### EXCERPT
------

Still, that can be forgiven when Kirby’s imagination works, as it does with concepts like the sinister “love machine”, Kirby crafting a totalitarian regime based on Orwell’s 1984 that seems to prefigure Apple’s iconic television commercial, hosted by an interface that “just a composite face, put together by a computer”, introduced years ahead of Max Headroom. Similarly, there’s a reason that Kirby’s Armin Zola has become a key part of the Captain America mythology – there’s just something so wonderfully unnerving about the character and his design.
Reading this, I get an even greater sense that Grant Morrison is the modern hier to Jack Kirby, or at least one of the few writers with an imagination that seems as free-flowing as that of the King. There’s a reason that Morrison tended to gravitate towards Kirby’s creations when writing Seven Soldiers or Final Crisis, after all. Indeed, it’s hard to not to read Kirby’s Captain America’s Bicentennial Battles without thinking of Morrison’s The Return of Bruce Wayne (and, admittedly, Brubaker’s Captain America Reborn), as the stories feature a fairly conventional hero catapulted through time.

------

### INFORMATION PROVIDED
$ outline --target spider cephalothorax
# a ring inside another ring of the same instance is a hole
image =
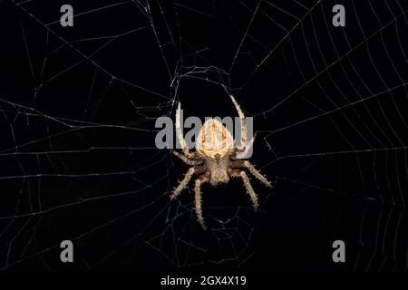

------

### TASK REQUIREMENTS
[a] According to the text on Jack Kirby's comics, which Kirby character has become a key part of the Captain America mythology?
[b] Transcribe the part of the text on Jack Kirby's comics that begins with "Reading this, I" and ends after "catapulted through time.".
The data aren't needed here.

### FINAL RESULTS
[a] Armin Zola

[b]
Reading this, I get an even greater sense that Grant Morrison is the modern hier to Jack Kirby, or at least one of the few writers with an imagination that seems as free-flowing as that of the King. There’s a reason that Morrison tended to gravitate towards Kirby’s creations when writing Seven Soldiers or Final Crisis, after all. Indeed, it’s hard to not to read Kirby’s Captain America’s Bicentennial Battles without thinking of Morrison’s The Return of Bruce Wayne (and, admittedly, Brubaker’s Captain America Reborn), as the stories feature a fairly conventional hero catapulted through time.